- TASK DESCRIPTION -
Quote every entry word for word.

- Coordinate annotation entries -
○ ○ ○
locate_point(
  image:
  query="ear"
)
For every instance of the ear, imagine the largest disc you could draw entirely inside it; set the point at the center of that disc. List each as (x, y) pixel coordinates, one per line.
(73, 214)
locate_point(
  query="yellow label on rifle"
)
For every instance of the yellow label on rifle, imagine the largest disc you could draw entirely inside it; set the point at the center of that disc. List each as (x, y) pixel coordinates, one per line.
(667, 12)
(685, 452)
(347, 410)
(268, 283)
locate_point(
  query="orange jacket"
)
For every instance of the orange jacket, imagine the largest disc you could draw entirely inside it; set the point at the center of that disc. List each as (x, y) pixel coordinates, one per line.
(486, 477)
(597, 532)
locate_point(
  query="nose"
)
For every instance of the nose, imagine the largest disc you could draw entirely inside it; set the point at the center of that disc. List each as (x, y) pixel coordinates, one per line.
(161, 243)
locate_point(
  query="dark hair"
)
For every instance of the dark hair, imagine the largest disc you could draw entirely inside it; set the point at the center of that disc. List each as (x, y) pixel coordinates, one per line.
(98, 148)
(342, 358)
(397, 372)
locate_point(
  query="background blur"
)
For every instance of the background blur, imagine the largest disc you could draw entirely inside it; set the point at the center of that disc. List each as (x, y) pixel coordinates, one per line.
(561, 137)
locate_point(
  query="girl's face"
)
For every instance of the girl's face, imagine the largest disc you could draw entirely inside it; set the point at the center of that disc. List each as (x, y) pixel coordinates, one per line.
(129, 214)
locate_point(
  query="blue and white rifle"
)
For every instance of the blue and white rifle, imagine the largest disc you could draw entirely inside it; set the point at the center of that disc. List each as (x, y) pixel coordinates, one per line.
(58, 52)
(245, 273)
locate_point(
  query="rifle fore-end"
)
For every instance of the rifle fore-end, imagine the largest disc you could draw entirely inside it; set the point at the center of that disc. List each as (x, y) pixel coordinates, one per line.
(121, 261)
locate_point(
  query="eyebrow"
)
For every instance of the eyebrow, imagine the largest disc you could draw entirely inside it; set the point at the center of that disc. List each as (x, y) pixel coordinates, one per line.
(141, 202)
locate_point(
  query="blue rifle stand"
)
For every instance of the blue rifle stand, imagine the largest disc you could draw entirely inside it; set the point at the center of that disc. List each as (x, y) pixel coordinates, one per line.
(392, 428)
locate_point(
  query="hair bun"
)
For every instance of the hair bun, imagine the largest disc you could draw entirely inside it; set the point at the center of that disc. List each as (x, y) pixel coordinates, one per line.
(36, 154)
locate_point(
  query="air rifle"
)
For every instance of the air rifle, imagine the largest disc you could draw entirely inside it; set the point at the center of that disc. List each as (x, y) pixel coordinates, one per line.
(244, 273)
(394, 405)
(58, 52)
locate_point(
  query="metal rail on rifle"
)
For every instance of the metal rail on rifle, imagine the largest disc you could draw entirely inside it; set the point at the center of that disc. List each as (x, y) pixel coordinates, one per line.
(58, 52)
○ ○ ○
- EXERCISE SOLUTION -
locate_point(
  image:
  query="ear"
)
For every instance of the ear, imagine the largest disc you could draw entirely inside it; set the point at the center of that disc. List each as (x, y) pixel coordinates, one per line.
(73, 214)
locate_point(
  query="yellow label on rifle"
)
For every instance of the yellow label on rifle, imagine the largest disc you could draw entirely inside it; set the point at the center of that disc. List each as (x, y) pixel coordinates, one per line.
(667, 12)
(685, 452)
(347, 410)
(268, 283)
locate_point(
  query="orange jacket"
)
For every instance of the orange jacket, imagine the largest disc you could draw entirely inside it; set the point at the center of that disc. List each as (x, y) pixel coordinates, one per line.
(486, 477)
(597, 532)
locate_point(
  query="nose"
)
For every instance of the nose, imagine the largest disc you could draw entirely inside it; set the point at the center of that disc. List each as (x, y) pixel coordinates, one per line.
(161, 243)
locate_point(
  query="dark hair"
)
For every instance of the dark hair, imagine the largest disc you could draw entirely inside it; set the point at the center of that disc. List each as (x, y) pixel coordinates, one per line.
(98, 148)
(342, 358)
(397, 372)
locate_point(
  query="background blur"
)
For every instance of the background blur, imagine the largest disc you could draw entirely inside it; set the point at the center of that disc. List each as (x, y) pixel coordinates, one per line.
(561, 137)
locate_point(
  query="girl's face"
)
For every instance of the girl's face, imagine the largest disc you could draw entirely inside it; set the point at the center of that disc. List each as (x, y) pixel coordinates, one per line.
(129, 214)
locate_point(
  query="blue and white rifle"
)
For every instance of the blue and white rifle, imagine the largest disc you could draw entirely inside it; set the point at the center of that disc. List each as (x, y) pixel coordinates, one per line.
(58, 52)
(245, 273)
locate_point(
  query="rifle fore-end"
)
For every instance of the rifle fore-end, imagine the largest disc you could draw entirely inside it; set the point at the center of that disc. List each as (x, y) pixel coordinates, one per line.
(121, 261)
locate_point(
  query="eyebrow"
)
For every instance of the eyebrow, imagine the largest disc you could draw entirely inside it; set the point at the center of that disc. List each as (x, y) pixel coordinates, one per line.
(141, 202)
locate_point(
  query="blue rifle stand"
)
For every instance of the blue rifle stand, imagine the largest disc you could draw entirely inside it; set the point at the center of that disc. List each as (x, y) pixel coordinates, one per line.
(392, 428)
locate_point(
  query="hair bun"
)
For every instance of the hair bun, imagine the largest disc you could draw entirely inside it; set the point at the center of that disc. List each as (x, y) pixel coordinates, one per line.
(36, 154)
locate_point(
  query="air rifle"
)
For every instance of the air rifle, imagine the largest disc you could draw entirely inside it; set the point at the center of that disc. List each as (x, y) pixel coordinates, one per line.
(244, 273)
(394, 405)
(58, 52)
locate_point(
  query="metal rail on rifle"
)
For every instance of the metal rail on rifle, imagine the largest disc you could draw entirely inside it; set the point at the center of that disc. List each as (x, y) pixel coordinates, one per line.
(58, 52)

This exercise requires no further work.